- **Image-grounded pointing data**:
────
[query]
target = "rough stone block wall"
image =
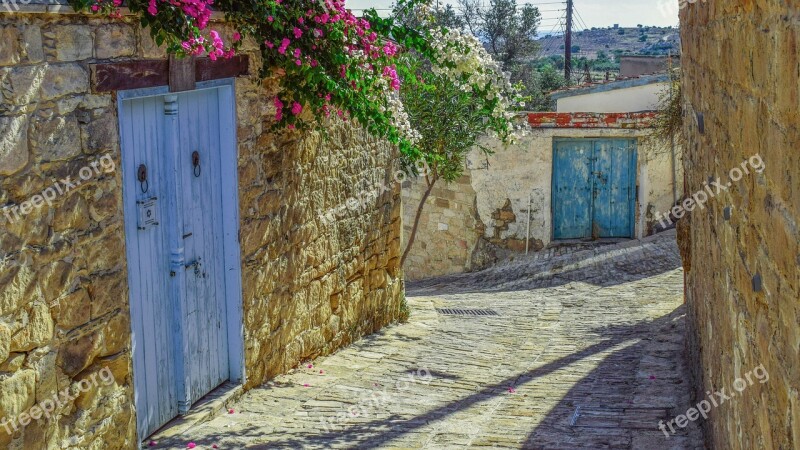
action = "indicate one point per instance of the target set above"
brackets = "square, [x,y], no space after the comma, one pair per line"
[741,66]
[487,210]
[309,287]
[448,231]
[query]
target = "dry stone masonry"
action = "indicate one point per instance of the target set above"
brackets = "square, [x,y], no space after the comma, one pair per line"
[741,64]
[308,288]
[483,217]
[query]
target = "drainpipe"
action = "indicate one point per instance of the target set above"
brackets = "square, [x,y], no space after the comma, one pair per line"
[528,234]
[672,139]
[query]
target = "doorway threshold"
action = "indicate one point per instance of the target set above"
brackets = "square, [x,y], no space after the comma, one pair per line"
[213,404]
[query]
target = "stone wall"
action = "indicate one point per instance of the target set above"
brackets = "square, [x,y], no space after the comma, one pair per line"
[309,287]
[741,63]
[488,209]
[448,230]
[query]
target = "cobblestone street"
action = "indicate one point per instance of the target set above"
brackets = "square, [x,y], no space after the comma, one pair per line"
[586,351]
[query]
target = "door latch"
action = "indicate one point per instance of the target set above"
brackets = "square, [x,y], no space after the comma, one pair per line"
[197,266]
[141,175]
[196,163]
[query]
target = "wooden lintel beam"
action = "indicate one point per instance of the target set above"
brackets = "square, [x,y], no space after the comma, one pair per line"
[107,77]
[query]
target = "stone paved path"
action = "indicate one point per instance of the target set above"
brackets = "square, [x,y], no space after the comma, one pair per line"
[586,352]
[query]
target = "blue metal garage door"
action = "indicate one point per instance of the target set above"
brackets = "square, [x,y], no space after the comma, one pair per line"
[594,188]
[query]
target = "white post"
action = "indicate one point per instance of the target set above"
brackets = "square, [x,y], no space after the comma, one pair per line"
[528,233]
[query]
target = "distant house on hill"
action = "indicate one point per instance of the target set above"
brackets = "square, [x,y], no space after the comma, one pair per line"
[638,65]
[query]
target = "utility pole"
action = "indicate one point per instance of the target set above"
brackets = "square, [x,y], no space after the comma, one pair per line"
[568,44]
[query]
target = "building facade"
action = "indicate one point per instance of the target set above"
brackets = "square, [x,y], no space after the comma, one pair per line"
[159,239]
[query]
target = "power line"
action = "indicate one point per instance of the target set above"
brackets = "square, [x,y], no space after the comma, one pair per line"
[585,27]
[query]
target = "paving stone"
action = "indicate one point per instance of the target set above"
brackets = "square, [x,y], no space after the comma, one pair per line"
[596,327]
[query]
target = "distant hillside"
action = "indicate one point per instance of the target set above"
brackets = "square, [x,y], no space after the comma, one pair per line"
[643,41]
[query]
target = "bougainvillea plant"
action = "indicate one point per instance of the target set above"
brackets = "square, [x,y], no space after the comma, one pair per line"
[329,62]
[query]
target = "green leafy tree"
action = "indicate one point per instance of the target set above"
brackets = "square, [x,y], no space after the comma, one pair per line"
[450,123]
[508,30]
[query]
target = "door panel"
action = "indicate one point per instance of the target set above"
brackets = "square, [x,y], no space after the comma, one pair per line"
[613,189]
[594,188]
[572,190]
[142,130]
[200,192]
[177,276]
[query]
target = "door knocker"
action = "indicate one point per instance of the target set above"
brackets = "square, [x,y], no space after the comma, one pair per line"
[196,164]
[142,177]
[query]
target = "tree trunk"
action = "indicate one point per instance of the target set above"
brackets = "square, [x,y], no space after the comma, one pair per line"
[413,234]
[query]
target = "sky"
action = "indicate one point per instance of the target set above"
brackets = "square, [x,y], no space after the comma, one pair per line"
[590,13]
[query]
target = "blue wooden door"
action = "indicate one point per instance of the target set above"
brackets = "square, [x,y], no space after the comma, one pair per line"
[572,189]
[200,199]
[594,188]
[172,149]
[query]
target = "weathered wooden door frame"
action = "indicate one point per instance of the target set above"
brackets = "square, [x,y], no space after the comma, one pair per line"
[634,179]
[230,213]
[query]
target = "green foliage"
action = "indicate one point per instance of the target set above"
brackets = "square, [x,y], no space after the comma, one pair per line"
[669,120]
[509,30]
[449,120]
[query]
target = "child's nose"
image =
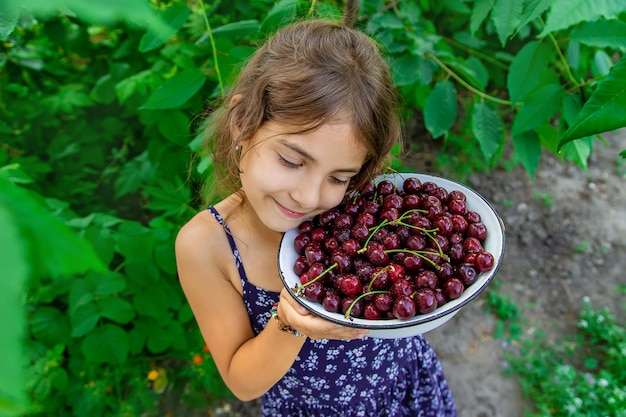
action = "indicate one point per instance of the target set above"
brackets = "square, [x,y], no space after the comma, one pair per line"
[307,193]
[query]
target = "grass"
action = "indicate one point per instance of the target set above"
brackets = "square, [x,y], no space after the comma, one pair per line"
[580,375]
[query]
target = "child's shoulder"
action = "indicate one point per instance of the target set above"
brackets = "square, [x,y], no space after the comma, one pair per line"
[202,237]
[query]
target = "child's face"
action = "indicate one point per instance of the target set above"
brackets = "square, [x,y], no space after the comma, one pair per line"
[287,178]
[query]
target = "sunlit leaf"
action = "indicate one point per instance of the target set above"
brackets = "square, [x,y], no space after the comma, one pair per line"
[606,108]
[532,10]
[488,129]
[565,13]
[8,20]
[542,104]
[578,151]
[15,269]
[528,148]
[282,13]
[506,16]
[527,68]
[601,33]
[237,30]
[174,17]
[175,91]
[106,344]
[441,108]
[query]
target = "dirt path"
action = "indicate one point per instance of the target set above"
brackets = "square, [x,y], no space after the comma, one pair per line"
[565,239]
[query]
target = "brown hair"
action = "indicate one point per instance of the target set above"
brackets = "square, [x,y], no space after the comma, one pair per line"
[307,74]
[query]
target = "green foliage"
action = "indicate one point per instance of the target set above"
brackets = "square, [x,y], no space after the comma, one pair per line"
[101,105]
[581,376]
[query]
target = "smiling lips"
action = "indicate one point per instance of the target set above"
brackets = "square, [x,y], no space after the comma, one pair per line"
[289,213]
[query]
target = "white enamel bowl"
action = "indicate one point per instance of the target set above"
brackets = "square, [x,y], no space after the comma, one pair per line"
[421,323]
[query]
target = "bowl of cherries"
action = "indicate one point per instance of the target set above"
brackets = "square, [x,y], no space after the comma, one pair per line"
[399,257]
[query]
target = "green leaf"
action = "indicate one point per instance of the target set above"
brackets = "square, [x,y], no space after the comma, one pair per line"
[526,70]
[8,21]
[53,248]
[578,151]
[601,64]
[135,241]
[606,108]
[151,302]
[506,16]
[441,108]
[103,90]
[601,34]
[49,325]
[110,12]
[174,126]
[282,13]
[109,283]
[532,9]
[116,309]
[174,17]
[539,107]
[175,91]
[237,30]
[488,129]
[528,149]
[84,319]
[133,174]
[106,344]
[406,69]
[565,13]
[14,269]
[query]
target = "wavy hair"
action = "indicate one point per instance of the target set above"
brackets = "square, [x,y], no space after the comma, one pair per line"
[307,74]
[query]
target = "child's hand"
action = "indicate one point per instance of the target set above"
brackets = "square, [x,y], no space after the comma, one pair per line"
[300,319]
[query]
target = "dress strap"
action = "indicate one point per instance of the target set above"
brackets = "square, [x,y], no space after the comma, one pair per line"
[231,242]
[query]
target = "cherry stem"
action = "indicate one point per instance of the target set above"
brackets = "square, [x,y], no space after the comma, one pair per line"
[300,288]
[349,310]
[421,254]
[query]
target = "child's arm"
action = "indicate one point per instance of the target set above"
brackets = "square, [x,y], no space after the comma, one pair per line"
[249,365]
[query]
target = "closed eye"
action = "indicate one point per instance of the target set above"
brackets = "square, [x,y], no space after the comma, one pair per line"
[288,163]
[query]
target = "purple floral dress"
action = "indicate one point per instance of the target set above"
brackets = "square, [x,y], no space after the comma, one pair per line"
[366,377]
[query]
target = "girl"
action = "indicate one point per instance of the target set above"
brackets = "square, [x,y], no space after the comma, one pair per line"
[311,117]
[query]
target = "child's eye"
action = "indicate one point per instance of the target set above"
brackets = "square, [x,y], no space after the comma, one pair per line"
[339,181]
[287,163]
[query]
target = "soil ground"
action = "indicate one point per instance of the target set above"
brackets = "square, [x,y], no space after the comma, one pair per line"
[565,239]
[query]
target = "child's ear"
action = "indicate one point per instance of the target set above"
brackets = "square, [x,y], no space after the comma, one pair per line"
[235,129]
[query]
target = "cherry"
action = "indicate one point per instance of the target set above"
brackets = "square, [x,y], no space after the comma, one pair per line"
[404,307]
[348,284]
[425,300]
[305,227]
[467,273]
[426,278]
[314,291]
[472,217]
[383,302]
[457,195]
[484,261]
[411,201]
[371,312]
[376,254]
[343,221]
[453,288]
[331,301]
[391,252]
[477,230]
[301,241]
[412,185]
[385,187]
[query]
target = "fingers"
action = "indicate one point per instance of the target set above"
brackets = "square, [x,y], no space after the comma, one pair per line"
[300,319]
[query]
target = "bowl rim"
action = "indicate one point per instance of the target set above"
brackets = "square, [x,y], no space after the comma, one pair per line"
[390,324]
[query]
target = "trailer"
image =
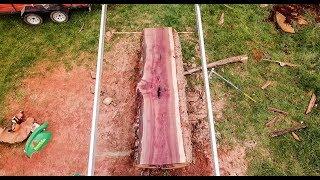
────
- **Aim of the task**: Which lines of the data hold the string "green"? Return each of them.

- **Answer section**:
target = "green leafy tree"
target = "green foliage"
target = "green foliage"
target = "green leaf"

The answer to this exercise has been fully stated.